» Required work:
Please identify each line in the data below that contains the word "roof", and copy every such line in full.

━━ Data supplied

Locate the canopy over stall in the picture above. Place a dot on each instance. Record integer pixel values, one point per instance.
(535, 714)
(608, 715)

━━━━
━━ Data supplied

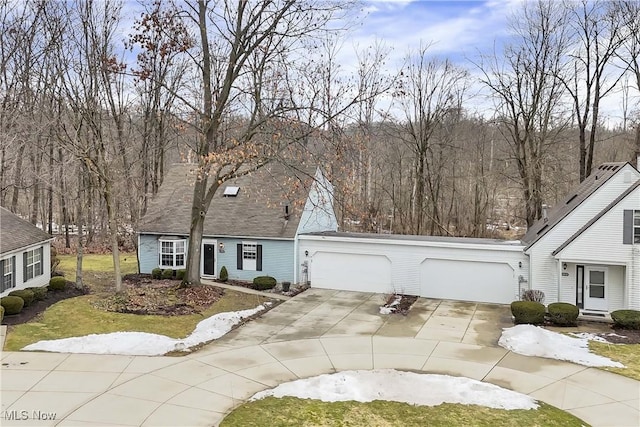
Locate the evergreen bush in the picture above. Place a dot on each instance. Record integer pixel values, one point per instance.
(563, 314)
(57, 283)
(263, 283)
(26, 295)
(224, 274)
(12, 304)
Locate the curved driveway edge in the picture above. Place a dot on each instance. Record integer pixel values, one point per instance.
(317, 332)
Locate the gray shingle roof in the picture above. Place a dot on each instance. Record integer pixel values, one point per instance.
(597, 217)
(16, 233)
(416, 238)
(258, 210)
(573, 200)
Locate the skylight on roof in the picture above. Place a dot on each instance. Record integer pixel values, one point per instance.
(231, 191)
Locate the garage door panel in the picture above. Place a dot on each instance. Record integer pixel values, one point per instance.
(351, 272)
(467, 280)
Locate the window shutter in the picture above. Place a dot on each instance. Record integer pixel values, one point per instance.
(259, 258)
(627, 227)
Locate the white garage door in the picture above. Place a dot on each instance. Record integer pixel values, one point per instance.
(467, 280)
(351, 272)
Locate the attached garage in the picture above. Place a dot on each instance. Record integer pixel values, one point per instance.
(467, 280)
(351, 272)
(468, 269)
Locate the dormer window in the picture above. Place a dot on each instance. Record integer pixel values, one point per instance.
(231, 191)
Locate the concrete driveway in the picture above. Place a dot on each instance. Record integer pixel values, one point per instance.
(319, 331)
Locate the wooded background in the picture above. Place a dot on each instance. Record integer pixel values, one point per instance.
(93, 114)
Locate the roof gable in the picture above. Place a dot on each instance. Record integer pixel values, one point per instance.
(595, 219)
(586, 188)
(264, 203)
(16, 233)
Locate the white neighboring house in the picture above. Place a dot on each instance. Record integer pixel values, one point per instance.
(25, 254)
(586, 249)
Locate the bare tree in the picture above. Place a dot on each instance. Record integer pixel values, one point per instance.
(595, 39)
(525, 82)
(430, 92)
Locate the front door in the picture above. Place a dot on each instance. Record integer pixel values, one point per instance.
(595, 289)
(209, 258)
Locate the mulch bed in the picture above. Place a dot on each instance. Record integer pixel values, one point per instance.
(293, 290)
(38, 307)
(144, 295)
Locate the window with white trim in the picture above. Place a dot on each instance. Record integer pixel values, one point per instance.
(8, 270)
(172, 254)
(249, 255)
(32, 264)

━━━━

» Written reply:
Locate the gray shingle roof in the picture above. Place a dot on each instance. Record integer pixel values, one point per instance.
Locate the skylight on roof in the picture above. Place a dot on each instance. Record integer pixel values, one point per instance.
Locate the roof gable in the picture above. Place a dot on each instance. Record integer pixel values, one point per instance.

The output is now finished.